Copy the records word for word, from the line containing "Where can the boy in" through the line containing "<point>734,475</point>", both lines included.

=-=-=

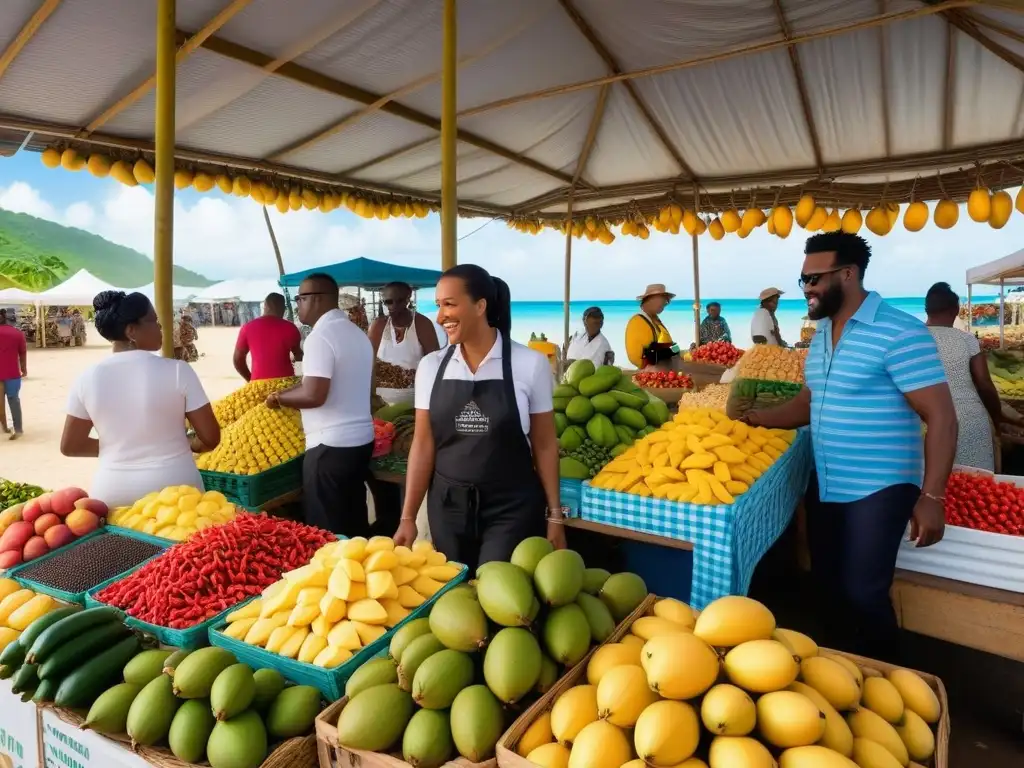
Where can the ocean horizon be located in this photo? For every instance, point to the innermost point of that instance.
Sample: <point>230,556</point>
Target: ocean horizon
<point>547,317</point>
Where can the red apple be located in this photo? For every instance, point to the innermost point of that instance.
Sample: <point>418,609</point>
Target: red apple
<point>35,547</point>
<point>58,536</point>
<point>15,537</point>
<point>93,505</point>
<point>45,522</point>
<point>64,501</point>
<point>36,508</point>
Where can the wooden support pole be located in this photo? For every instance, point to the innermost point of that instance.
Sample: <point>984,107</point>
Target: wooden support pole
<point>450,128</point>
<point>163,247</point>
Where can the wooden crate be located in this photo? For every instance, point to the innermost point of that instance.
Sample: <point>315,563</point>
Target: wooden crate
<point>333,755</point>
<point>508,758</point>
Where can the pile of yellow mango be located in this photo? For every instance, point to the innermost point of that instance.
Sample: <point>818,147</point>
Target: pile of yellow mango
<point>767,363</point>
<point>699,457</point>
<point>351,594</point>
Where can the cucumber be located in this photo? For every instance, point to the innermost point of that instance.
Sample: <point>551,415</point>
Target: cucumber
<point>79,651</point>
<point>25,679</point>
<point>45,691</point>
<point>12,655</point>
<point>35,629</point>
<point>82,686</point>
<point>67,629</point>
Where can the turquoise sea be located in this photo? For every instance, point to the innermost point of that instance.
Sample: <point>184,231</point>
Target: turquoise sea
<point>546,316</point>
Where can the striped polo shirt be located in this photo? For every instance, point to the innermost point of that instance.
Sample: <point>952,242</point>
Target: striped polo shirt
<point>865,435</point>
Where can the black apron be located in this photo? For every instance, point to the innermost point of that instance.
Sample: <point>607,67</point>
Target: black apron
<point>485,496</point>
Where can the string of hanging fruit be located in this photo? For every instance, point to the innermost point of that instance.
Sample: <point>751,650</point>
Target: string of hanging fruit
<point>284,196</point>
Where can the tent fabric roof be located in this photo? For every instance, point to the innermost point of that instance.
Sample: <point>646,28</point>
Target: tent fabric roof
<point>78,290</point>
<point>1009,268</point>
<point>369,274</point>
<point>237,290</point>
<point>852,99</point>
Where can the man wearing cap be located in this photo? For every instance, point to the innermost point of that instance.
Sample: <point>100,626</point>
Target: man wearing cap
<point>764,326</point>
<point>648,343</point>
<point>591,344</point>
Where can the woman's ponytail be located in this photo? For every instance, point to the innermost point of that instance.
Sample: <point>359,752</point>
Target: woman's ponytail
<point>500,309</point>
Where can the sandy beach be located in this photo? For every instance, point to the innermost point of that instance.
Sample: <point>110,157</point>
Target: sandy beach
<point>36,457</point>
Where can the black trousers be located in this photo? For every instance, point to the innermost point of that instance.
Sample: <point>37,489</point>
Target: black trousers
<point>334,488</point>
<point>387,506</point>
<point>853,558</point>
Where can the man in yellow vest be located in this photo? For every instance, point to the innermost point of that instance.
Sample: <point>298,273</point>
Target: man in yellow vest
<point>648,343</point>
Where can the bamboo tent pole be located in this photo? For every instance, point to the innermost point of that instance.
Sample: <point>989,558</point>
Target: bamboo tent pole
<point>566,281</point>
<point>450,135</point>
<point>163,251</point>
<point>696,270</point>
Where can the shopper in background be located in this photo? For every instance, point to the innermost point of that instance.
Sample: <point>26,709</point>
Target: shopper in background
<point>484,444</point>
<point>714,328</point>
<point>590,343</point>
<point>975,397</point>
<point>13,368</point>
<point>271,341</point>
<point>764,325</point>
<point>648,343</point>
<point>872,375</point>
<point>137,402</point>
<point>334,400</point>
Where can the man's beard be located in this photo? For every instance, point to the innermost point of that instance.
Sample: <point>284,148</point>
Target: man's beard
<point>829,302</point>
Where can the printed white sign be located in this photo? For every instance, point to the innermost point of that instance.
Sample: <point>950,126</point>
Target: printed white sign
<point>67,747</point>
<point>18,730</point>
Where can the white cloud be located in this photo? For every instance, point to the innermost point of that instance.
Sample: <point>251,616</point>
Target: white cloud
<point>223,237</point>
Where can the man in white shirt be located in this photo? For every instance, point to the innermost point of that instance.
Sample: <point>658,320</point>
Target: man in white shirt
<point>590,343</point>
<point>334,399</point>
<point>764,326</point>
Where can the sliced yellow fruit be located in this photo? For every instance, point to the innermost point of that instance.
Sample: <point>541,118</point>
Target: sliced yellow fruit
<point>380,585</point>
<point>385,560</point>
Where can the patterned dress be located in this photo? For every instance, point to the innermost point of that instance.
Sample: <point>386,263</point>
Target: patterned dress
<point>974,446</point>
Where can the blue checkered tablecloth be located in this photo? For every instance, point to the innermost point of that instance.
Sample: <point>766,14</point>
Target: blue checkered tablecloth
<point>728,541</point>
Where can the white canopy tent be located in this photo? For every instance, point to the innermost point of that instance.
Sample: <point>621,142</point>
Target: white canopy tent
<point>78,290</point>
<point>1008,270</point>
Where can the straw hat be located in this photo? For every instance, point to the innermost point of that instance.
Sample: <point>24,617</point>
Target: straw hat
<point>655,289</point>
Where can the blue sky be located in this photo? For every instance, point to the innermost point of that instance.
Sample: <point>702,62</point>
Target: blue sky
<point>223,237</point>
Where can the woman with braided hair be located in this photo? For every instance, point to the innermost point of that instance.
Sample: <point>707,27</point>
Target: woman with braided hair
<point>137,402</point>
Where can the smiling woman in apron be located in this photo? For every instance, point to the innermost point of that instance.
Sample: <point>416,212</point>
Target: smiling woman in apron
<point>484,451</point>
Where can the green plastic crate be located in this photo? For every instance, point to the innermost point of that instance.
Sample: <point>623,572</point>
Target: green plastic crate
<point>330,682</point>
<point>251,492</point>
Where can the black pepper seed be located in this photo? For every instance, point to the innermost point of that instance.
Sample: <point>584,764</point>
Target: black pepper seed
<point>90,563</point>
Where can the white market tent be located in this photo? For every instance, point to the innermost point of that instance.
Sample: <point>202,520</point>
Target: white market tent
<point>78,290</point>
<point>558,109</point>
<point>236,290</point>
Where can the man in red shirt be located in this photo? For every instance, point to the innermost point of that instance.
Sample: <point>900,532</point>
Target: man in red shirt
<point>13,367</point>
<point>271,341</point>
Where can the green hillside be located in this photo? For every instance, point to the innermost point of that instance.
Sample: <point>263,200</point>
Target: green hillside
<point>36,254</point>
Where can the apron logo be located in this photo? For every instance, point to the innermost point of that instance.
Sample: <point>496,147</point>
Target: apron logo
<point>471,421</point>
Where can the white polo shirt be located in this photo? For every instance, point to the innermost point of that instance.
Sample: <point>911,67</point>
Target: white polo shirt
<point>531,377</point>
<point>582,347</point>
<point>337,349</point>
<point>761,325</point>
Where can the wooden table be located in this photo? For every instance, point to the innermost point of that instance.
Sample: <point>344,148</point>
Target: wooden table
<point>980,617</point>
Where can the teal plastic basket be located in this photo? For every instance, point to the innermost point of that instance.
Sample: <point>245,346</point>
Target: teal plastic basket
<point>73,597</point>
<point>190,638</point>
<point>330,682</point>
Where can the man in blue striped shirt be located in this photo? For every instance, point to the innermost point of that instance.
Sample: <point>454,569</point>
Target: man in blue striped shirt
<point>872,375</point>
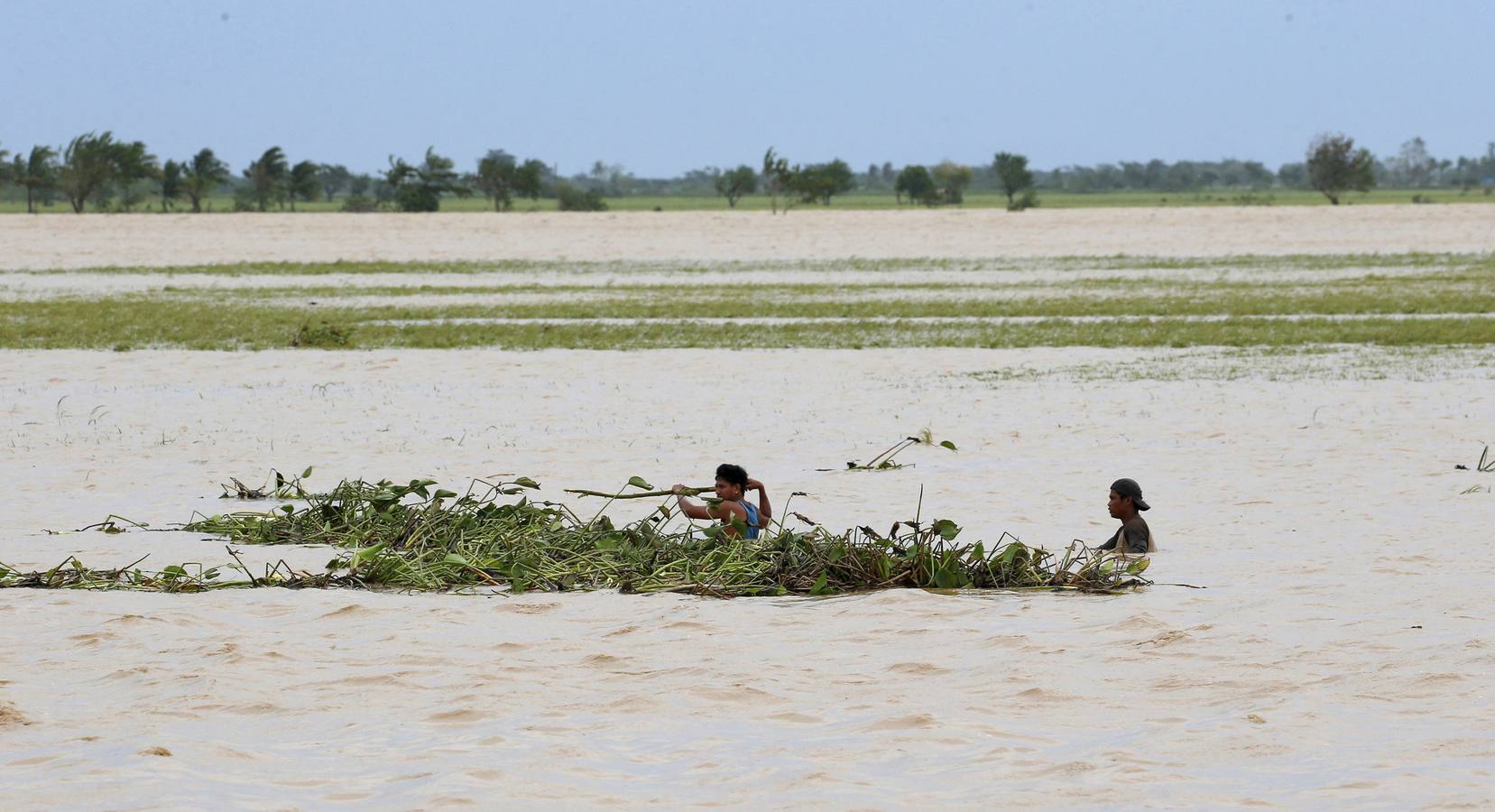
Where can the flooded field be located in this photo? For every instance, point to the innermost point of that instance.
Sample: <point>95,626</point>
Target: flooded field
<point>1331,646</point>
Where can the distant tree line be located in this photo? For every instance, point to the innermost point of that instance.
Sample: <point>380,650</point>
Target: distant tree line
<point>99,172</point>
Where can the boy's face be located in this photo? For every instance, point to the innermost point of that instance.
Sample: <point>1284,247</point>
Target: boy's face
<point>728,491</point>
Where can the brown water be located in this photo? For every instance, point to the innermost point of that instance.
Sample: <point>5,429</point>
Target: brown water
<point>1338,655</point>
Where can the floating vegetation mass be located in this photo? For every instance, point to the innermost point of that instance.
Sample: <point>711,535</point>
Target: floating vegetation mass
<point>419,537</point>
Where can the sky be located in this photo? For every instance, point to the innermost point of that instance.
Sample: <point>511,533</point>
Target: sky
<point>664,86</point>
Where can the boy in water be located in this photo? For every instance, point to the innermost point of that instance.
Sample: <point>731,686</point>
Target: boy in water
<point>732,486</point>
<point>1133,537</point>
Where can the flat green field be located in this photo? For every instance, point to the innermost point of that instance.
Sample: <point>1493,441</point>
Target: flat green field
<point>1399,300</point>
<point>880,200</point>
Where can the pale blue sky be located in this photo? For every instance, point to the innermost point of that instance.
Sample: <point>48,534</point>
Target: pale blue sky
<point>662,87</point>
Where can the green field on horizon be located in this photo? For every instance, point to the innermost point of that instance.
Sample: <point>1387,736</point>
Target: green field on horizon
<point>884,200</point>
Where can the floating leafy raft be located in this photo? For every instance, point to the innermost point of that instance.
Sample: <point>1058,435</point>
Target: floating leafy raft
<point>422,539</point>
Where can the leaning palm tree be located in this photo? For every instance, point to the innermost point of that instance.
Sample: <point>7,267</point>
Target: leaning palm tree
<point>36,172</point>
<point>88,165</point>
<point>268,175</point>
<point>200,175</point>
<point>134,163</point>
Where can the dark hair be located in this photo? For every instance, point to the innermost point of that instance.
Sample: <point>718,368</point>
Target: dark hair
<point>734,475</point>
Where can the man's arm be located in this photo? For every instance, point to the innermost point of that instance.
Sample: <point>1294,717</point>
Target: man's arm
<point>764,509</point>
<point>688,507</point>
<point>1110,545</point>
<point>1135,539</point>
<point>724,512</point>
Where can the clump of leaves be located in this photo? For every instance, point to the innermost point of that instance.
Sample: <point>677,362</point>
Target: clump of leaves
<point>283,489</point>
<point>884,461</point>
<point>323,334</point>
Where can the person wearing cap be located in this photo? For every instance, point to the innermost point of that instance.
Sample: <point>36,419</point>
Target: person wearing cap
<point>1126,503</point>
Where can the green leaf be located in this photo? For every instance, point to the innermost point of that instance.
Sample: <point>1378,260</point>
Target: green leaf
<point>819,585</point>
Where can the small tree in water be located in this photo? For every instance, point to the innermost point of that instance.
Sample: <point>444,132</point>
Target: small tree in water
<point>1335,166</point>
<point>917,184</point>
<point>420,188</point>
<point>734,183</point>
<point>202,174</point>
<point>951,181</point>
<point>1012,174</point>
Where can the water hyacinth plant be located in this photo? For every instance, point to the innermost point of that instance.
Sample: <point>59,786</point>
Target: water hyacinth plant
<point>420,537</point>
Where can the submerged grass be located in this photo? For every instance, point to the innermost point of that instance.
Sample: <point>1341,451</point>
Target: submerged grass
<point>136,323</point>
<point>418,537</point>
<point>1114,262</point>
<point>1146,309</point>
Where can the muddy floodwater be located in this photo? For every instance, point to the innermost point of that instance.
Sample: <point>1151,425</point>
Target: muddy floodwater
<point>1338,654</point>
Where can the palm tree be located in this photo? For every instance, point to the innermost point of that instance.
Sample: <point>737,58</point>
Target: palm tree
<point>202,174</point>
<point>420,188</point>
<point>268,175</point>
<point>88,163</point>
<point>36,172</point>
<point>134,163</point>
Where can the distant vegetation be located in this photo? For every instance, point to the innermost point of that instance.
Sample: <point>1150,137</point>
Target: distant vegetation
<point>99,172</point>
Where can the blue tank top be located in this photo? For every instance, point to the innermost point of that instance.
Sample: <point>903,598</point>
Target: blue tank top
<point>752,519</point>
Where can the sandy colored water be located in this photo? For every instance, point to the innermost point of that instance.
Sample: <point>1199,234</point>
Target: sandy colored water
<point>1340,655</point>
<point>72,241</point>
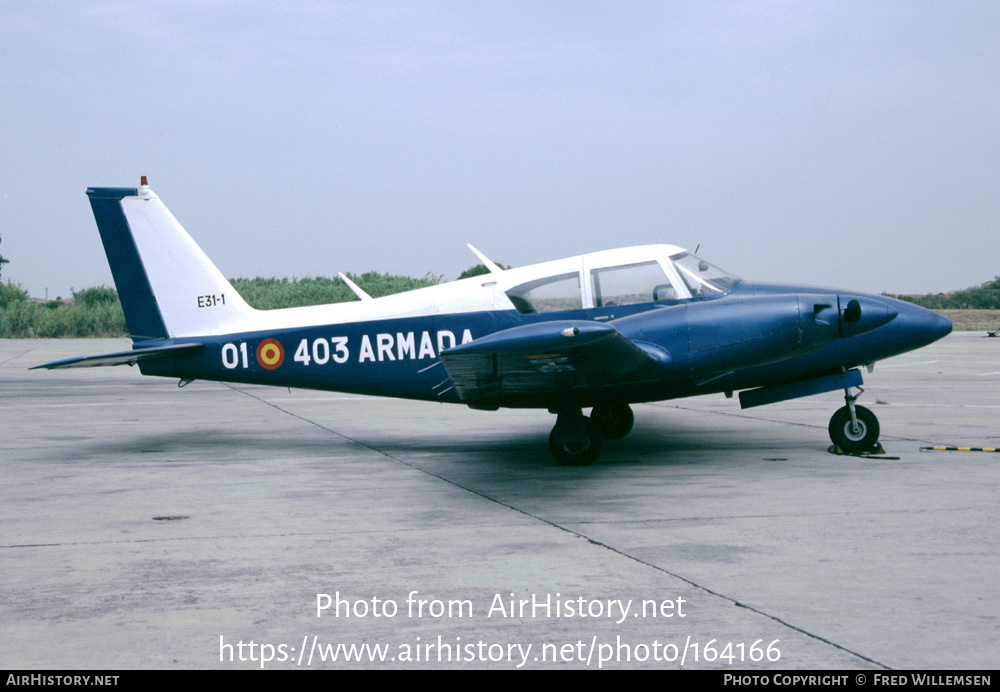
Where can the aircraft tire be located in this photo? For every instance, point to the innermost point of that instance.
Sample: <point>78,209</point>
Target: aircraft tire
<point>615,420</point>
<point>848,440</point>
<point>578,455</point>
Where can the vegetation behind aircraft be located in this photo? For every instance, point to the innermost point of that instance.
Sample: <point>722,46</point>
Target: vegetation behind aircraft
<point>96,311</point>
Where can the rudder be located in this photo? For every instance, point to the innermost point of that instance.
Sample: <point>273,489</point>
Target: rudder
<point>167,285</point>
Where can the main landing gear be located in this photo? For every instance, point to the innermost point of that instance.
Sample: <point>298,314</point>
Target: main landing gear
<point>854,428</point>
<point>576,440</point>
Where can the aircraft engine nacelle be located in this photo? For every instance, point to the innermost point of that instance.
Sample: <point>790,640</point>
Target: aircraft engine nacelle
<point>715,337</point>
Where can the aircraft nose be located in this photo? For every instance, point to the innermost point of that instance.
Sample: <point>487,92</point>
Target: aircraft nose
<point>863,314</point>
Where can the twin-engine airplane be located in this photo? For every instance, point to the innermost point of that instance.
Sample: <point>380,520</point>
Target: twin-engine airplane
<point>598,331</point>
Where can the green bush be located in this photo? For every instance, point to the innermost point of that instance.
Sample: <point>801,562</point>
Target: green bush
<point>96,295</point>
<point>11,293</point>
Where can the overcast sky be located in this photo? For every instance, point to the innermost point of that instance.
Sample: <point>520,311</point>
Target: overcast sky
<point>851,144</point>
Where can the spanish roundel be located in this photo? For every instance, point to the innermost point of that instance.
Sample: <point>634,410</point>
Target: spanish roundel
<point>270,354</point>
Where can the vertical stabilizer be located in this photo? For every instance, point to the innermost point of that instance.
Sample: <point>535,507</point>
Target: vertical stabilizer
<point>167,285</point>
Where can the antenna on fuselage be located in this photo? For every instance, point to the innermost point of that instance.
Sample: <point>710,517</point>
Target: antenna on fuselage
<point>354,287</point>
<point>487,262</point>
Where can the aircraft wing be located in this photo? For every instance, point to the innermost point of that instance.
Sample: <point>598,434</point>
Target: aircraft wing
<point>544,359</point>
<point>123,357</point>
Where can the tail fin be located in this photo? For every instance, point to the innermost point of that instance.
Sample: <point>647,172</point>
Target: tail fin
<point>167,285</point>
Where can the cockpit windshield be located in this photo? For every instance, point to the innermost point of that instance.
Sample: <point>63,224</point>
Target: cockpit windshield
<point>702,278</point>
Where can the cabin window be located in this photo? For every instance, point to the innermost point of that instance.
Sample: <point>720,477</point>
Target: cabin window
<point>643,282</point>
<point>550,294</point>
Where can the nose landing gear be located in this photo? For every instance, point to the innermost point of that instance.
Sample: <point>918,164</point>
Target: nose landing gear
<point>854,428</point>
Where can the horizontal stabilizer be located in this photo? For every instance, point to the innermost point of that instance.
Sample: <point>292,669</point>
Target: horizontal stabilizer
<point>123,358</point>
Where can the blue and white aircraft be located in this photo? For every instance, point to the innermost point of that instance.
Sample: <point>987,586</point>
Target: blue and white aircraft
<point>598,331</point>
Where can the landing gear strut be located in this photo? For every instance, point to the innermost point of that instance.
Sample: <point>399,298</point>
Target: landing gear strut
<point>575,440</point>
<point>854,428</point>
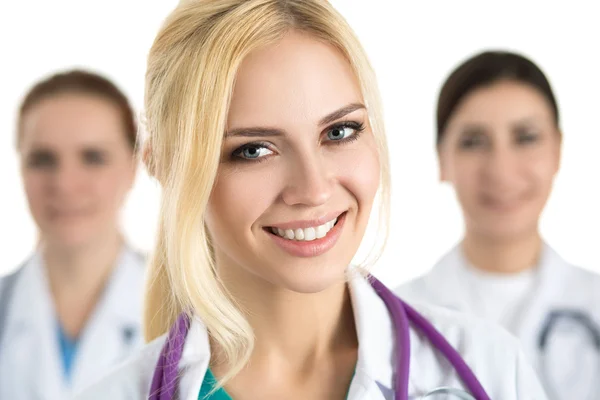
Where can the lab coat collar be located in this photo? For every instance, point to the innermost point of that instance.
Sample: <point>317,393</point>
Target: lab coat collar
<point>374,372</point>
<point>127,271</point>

=-=-=

■ **Finished exercise**:
Where can the boy in water be located in this photo? For every instance, point to the innermost point of that instance.
Sample: <point>731,686</point>
Target: boy in water
<point>732,486</point>
<point>1133,537</point>
Where can the flat green field be located in this photo? For every instance, point to the innermost point of that instance.
Sample: <point>1493,441</point>
Target: flat green field
<point>1399,300</point>
<point>880,200</point>
Where can the pale blue sky be located in this photo? For every instance, point to the innermost point of that instance.
Sample: <point>48,534</point>
Target: pale blue sky
<point>662,87</point>
Where can the green field on horizon be located in this photo? For every instance, point to the innermost point of that instance.
Sample: <point>1387,736</point>
Target: green field on horizon
<point>884,200</point>
Where can the floating leafy raft be located in this photo? For every instance, point to the innermost point of that instance.
Sample: <point>1058,435</point>
Target: floating leafy raft
<point>422,539</point>
Where can the leaning palm tree be located in this photo? For every instance, point to the innermost point of that instance.
Sample: <point>7,267</point>
Target: leaning palm tree
<point>36,172</point>
<point>88,165</point>
<point>268,175</point>
<point>200,175</point>
<point>134,163</point>
Where can the dark hair be located in this photo? For every instance, point to the innermost point of that instance.
Sample: <point>718,368</point>
Target: dark hair
<point>734,475</point>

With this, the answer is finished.